→ GIVEN EXERCISE: Reproduce the forum thread on scraping weather data word for word, between "Reputation: 43" and "left_content fnd_day fnd_date')", inclusive.

→ SOURCE PASSAGE:
Reputation: 43
I am very new to python and have trouble with the code below. I am trying to get either the temperature or the date on the website, but can't seem to get an output. I have tried many variations, but still can't seem to get it right..
Thank you for your help!
#Code below:
import requests,bs4
r = requests.get('http://www.hko.gov.hk/contente.htm')
print r.raise_for_status()
hkweather = bs4.BeautifulSoup(r.text)
print hkweather.select('div left_content fnd_day fnd_date')
Upvotes: 4
Views: 100
Reputation: 180401
Your css selector is incorrect, you should use .
between the tag and css classes, the tags you want are in the divs with the fnd_day
class inside the div with the id fnd_content
divs = soup.select("#fnd_content div.fnd_day")
But that still won't get the data as it is dynamically generated through an ajax request, you can get all the data in json format using the code below:
u = "http://www.hko.gov.hk/wxinfo/json/one_json.xml?_=1468955579991"
data = requests.get(u).json()
from pprint import pprint as pp
pp(data)
That returns pretty much all the dynamic content including the dates and temps etc..
If you access the key F9D, you can see the general weather description all the temps and dates:
from pprint import pprint as pp
pp(data['F9D'])

(Collected data)
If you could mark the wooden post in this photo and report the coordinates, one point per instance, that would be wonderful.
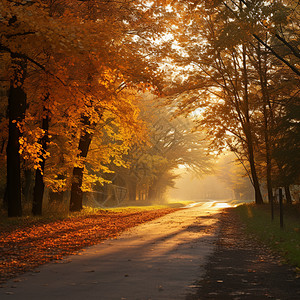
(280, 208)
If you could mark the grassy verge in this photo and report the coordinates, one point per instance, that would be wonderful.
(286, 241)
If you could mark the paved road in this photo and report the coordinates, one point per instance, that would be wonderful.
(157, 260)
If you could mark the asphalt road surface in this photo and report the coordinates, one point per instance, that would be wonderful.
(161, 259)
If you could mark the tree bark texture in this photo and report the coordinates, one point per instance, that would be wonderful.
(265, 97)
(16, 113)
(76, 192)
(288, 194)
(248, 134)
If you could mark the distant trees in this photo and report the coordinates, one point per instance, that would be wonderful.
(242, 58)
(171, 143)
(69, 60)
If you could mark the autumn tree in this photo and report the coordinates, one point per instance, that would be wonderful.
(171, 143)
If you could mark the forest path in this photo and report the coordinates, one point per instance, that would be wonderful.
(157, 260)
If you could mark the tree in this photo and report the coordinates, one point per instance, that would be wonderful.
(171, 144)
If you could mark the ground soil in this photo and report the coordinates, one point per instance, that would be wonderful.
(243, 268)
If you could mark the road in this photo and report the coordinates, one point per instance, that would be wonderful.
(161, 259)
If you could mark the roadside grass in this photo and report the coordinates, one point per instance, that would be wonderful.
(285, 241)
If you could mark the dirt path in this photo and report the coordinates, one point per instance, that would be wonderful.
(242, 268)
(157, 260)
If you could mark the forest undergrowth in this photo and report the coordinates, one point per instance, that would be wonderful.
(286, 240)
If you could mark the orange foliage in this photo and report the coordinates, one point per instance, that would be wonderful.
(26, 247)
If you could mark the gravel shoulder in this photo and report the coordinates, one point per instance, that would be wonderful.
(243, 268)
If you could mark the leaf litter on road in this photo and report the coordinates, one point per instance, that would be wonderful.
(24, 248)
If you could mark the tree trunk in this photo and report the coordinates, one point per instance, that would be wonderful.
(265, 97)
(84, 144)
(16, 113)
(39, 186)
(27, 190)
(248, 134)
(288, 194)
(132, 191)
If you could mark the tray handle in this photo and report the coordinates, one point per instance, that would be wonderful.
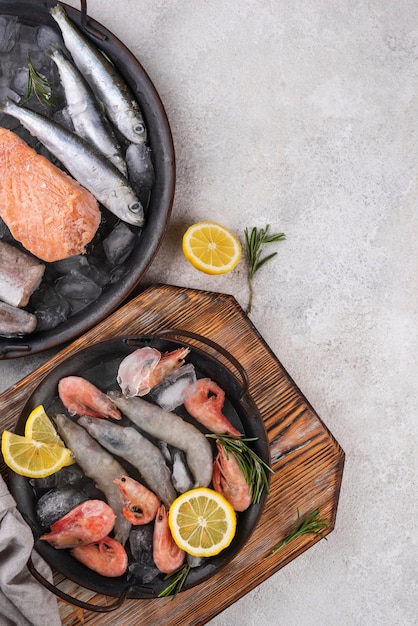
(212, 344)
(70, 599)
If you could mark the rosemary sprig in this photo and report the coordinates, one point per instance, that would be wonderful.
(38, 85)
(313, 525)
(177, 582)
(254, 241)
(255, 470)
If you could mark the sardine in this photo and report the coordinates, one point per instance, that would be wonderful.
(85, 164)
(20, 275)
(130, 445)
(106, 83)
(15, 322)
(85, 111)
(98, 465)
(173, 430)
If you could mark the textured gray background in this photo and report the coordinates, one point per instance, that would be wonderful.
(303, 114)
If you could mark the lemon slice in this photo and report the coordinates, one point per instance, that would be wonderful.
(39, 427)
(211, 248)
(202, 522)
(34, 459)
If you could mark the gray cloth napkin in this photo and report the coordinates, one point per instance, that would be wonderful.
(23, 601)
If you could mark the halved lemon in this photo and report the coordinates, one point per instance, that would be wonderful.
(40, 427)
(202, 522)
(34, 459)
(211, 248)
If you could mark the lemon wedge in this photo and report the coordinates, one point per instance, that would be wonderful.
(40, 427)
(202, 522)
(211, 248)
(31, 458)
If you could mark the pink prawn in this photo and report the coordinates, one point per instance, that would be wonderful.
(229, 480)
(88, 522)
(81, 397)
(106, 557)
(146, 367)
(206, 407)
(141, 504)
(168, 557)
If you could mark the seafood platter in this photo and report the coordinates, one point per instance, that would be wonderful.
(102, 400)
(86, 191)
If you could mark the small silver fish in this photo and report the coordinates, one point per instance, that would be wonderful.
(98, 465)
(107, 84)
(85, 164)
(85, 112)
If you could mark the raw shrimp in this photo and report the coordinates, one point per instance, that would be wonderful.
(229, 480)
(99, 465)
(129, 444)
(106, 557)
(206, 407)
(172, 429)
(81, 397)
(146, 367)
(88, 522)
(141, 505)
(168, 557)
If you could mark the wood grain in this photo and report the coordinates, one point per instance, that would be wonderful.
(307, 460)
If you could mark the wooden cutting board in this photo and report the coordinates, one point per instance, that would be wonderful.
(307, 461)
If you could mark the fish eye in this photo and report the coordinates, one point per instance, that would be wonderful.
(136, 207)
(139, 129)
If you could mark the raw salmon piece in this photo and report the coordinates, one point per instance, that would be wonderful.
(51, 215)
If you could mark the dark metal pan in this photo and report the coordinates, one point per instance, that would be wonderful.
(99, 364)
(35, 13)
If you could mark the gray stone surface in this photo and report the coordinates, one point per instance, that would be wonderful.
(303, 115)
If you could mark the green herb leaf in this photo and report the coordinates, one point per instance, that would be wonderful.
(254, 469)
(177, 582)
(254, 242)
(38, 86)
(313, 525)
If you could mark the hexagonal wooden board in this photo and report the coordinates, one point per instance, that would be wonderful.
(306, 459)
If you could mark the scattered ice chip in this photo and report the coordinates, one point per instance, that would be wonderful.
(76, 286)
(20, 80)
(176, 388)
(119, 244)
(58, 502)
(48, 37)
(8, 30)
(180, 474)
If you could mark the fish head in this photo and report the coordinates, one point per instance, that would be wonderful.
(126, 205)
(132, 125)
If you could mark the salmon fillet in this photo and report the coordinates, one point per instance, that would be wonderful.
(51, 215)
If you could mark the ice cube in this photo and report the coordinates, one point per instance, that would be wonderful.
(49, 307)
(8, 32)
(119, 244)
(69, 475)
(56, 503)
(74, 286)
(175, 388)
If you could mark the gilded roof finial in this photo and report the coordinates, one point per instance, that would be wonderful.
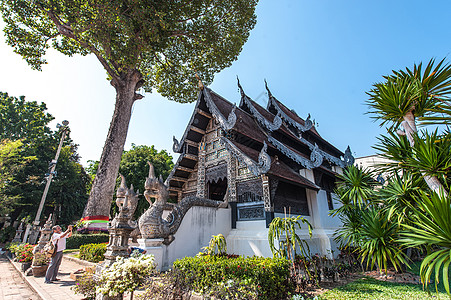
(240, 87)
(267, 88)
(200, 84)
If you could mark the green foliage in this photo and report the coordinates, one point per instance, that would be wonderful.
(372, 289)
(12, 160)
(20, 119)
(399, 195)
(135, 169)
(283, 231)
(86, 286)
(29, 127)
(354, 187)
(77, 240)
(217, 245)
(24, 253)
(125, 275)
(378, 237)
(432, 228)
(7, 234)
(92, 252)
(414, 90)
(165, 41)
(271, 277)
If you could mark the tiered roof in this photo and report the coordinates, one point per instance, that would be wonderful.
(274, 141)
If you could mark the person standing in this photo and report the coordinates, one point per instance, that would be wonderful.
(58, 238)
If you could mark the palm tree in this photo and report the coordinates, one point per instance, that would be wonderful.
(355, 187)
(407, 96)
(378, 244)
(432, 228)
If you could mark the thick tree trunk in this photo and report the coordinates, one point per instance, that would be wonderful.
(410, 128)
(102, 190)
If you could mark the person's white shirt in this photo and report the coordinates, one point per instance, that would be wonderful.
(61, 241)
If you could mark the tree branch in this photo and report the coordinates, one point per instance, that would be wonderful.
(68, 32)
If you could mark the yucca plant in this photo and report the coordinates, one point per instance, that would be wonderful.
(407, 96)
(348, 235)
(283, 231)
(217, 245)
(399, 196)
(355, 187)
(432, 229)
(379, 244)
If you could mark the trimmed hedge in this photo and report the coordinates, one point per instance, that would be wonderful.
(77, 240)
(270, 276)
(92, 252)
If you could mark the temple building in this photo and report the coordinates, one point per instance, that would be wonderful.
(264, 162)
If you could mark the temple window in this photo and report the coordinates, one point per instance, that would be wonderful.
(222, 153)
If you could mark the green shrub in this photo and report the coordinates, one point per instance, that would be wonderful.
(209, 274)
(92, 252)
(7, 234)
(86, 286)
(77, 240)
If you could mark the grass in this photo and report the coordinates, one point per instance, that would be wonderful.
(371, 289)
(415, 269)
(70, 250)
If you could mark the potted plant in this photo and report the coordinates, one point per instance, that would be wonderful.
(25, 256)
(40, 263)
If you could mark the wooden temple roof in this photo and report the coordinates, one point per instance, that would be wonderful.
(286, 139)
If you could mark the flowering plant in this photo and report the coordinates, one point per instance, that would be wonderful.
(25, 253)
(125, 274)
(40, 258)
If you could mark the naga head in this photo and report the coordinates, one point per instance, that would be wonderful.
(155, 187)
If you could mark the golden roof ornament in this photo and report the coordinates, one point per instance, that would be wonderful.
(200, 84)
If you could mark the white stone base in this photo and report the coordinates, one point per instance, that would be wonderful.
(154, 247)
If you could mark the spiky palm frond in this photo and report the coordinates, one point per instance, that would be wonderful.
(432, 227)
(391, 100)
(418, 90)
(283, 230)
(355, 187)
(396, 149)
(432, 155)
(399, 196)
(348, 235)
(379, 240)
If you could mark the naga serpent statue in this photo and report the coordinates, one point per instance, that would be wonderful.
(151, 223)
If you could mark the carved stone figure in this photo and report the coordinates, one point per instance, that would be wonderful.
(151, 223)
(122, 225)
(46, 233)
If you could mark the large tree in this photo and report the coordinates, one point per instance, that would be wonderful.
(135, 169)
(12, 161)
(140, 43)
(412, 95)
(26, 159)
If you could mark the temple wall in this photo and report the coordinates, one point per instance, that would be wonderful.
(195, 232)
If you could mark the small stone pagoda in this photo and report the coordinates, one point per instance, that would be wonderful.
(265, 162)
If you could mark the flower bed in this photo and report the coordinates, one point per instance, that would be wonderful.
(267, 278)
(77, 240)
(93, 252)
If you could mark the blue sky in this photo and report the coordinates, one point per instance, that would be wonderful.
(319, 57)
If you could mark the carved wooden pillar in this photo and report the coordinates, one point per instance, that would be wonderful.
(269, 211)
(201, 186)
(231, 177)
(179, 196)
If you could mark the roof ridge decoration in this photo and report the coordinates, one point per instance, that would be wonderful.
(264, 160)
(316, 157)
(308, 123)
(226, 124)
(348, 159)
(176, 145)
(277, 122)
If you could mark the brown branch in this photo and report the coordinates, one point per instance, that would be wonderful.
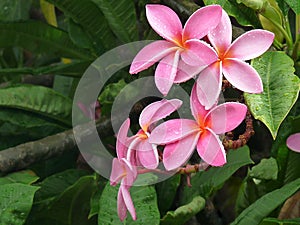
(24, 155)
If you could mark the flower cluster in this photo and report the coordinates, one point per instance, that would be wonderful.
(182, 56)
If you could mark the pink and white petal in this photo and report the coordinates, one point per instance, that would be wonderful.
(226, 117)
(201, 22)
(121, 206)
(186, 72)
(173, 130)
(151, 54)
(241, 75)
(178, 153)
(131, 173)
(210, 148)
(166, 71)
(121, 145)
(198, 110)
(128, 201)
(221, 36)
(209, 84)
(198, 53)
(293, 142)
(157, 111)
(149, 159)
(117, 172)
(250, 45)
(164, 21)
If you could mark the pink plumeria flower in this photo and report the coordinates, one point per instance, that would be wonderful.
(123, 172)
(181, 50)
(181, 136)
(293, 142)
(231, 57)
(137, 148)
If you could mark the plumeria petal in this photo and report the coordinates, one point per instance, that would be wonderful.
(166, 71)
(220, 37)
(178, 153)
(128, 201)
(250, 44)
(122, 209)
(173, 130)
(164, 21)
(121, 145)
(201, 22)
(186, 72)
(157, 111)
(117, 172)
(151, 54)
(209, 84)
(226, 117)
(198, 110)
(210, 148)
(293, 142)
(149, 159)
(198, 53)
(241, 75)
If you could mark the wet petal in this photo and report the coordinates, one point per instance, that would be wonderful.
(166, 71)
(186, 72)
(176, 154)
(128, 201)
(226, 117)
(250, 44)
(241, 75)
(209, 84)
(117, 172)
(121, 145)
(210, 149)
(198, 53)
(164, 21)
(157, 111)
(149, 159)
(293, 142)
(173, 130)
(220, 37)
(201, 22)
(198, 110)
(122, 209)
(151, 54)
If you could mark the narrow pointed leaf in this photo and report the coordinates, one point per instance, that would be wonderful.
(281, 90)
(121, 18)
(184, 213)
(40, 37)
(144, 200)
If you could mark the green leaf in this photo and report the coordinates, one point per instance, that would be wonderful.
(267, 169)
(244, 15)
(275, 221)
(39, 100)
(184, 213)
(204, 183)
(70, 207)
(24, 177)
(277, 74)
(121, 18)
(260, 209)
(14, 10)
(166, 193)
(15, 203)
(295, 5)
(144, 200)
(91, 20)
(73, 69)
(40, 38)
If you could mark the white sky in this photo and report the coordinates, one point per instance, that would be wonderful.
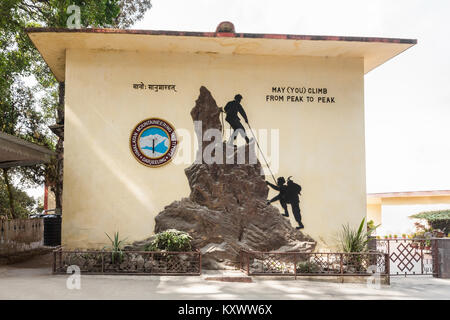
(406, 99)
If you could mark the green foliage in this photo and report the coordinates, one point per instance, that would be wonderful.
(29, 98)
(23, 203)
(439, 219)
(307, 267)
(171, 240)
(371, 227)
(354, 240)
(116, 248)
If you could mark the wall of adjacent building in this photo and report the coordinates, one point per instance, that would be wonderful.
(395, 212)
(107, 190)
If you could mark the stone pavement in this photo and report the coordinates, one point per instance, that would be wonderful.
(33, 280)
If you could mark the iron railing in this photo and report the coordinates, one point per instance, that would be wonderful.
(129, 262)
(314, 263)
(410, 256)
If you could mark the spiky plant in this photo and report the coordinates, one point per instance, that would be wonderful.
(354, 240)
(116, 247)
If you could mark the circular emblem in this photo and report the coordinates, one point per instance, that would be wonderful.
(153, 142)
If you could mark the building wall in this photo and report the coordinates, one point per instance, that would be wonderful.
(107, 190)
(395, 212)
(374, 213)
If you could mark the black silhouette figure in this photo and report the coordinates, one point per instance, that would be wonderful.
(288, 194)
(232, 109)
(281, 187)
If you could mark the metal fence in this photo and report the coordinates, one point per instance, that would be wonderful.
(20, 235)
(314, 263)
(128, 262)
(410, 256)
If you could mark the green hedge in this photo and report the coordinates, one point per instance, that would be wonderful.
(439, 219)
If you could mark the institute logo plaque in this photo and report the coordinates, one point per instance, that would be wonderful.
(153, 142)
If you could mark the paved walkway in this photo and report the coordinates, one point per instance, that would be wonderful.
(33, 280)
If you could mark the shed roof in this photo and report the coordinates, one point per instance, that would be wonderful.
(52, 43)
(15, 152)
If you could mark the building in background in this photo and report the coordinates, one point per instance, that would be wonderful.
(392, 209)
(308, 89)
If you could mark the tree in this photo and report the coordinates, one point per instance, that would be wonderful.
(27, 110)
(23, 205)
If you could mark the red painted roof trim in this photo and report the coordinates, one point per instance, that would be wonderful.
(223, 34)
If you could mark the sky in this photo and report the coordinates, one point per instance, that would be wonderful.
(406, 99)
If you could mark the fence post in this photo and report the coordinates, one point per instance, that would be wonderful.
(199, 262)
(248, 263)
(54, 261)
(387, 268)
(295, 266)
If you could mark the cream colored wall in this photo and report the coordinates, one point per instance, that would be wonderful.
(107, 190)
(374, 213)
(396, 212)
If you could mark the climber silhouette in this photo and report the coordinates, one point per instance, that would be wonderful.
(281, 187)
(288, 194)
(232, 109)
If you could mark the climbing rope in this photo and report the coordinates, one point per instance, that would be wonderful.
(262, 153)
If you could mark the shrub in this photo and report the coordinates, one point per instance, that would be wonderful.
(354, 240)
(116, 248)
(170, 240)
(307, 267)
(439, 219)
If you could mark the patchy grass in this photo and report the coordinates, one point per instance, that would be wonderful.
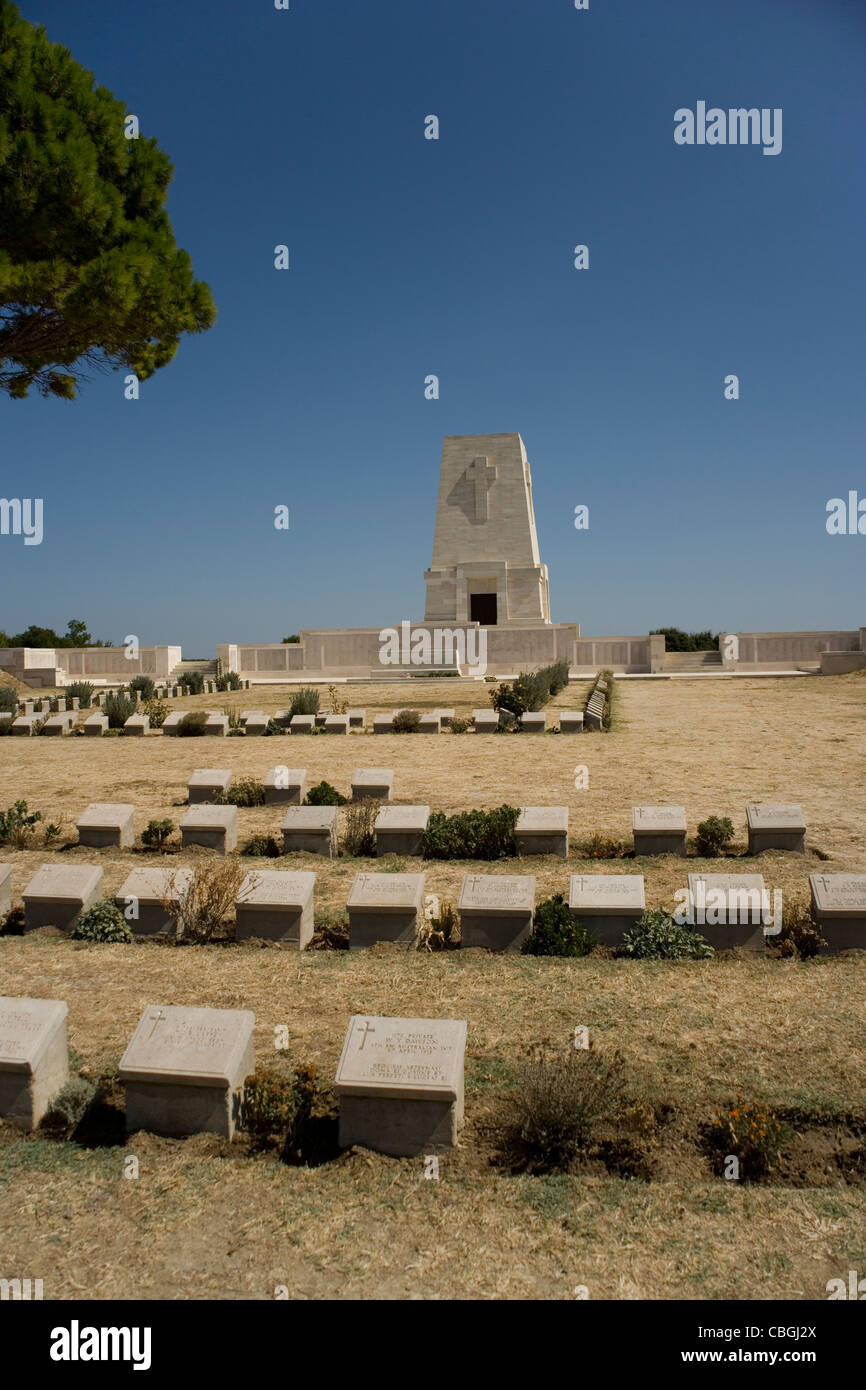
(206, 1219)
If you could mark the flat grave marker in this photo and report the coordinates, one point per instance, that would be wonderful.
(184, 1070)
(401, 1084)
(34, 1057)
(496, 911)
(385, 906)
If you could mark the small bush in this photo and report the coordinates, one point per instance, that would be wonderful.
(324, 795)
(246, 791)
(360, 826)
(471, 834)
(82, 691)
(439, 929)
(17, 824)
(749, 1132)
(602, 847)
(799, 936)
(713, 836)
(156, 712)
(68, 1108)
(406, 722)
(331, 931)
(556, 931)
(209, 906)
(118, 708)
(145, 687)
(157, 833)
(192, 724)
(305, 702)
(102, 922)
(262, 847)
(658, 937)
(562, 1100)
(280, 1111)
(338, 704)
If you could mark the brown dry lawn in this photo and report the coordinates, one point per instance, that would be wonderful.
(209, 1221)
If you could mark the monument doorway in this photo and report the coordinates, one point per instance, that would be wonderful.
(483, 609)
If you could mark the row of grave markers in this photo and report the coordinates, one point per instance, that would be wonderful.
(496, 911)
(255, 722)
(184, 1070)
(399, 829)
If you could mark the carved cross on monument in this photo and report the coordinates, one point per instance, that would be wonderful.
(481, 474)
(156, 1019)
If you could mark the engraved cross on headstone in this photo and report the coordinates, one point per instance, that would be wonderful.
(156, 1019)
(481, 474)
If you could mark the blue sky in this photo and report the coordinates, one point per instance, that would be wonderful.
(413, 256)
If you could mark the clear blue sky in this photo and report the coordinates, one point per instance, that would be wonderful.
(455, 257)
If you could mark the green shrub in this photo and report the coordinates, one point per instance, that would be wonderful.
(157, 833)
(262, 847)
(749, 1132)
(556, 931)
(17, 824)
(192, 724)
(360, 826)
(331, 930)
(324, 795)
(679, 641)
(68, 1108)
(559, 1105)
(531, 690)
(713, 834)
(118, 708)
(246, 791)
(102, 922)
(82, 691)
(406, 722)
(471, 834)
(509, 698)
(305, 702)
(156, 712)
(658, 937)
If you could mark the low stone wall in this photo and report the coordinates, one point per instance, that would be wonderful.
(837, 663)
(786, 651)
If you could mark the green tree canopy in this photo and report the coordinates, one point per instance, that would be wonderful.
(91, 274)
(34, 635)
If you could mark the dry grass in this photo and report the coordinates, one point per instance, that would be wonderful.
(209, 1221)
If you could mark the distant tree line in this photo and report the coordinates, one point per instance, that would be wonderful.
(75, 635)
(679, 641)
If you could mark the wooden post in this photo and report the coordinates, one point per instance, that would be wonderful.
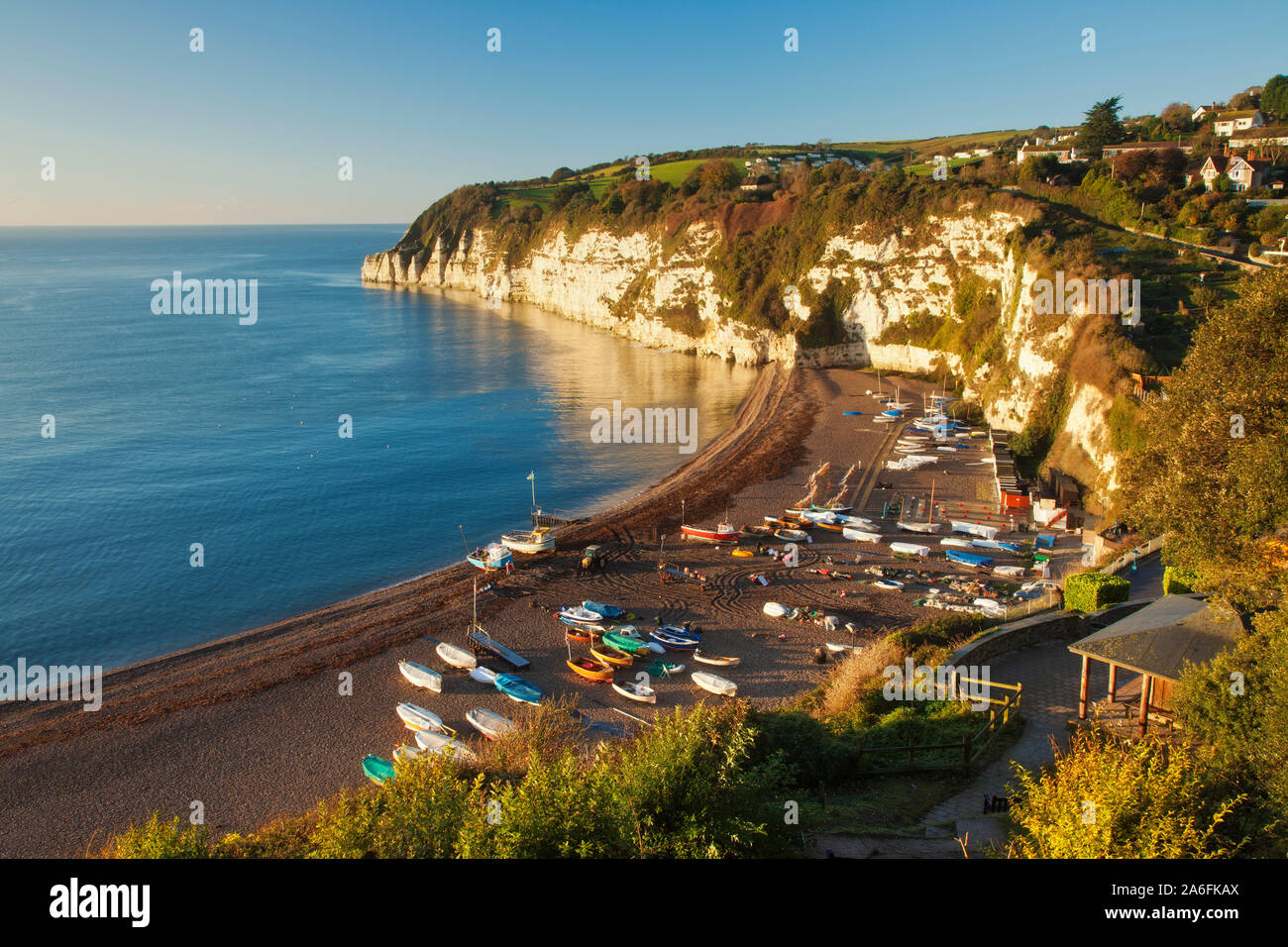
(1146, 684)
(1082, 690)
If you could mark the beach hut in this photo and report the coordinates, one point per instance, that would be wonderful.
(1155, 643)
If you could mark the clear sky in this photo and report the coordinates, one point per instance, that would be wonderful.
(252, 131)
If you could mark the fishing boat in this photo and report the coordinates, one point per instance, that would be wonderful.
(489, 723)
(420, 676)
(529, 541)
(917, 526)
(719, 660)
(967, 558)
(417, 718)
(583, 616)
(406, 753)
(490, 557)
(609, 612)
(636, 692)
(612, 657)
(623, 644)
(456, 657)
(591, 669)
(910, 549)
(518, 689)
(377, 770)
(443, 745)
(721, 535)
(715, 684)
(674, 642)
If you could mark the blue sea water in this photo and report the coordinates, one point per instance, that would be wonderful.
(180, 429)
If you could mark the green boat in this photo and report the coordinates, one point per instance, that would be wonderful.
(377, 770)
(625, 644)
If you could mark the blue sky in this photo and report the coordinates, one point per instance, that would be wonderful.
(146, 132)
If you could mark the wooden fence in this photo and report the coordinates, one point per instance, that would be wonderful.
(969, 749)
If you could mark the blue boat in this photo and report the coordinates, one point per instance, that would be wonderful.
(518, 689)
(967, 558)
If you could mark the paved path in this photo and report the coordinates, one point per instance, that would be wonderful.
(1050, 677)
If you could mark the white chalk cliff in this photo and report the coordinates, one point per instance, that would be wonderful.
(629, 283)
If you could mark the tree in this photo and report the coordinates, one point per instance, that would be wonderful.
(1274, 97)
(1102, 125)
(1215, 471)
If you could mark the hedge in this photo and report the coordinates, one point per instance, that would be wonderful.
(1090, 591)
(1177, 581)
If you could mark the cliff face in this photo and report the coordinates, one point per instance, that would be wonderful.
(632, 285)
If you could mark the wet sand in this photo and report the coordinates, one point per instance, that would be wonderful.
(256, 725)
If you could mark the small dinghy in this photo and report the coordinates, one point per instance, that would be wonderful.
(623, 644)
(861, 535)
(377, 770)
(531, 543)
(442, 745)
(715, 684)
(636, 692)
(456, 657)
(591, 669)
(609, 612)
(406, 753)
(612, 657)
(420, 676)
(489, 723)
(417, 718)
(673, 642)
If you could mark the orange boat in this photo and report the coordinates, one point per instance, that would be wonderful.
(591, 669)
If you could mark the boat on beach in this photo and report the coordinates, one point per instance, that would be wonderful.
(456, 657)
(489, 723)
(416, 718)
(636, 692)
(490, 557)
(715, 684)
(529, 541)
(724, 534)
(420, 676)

→ TASK SOLUTION:
Reputation: 43
I am very new to python and have trouble with the code below. I am trying to get either the temperature or the date on the website, but can't seem to get an output. I have tried many variations, but still can't seem to get it right..
Thank you for your help!
#Code below:
import requests,bs4
r = requests.get('http://www.hko.gov.hk/contente.htm')
print r.raise_for_status()
hkweather = bs4.BeautifulSoup(r.text)
print hkweather.select('div left_content fnd_day fnd_date')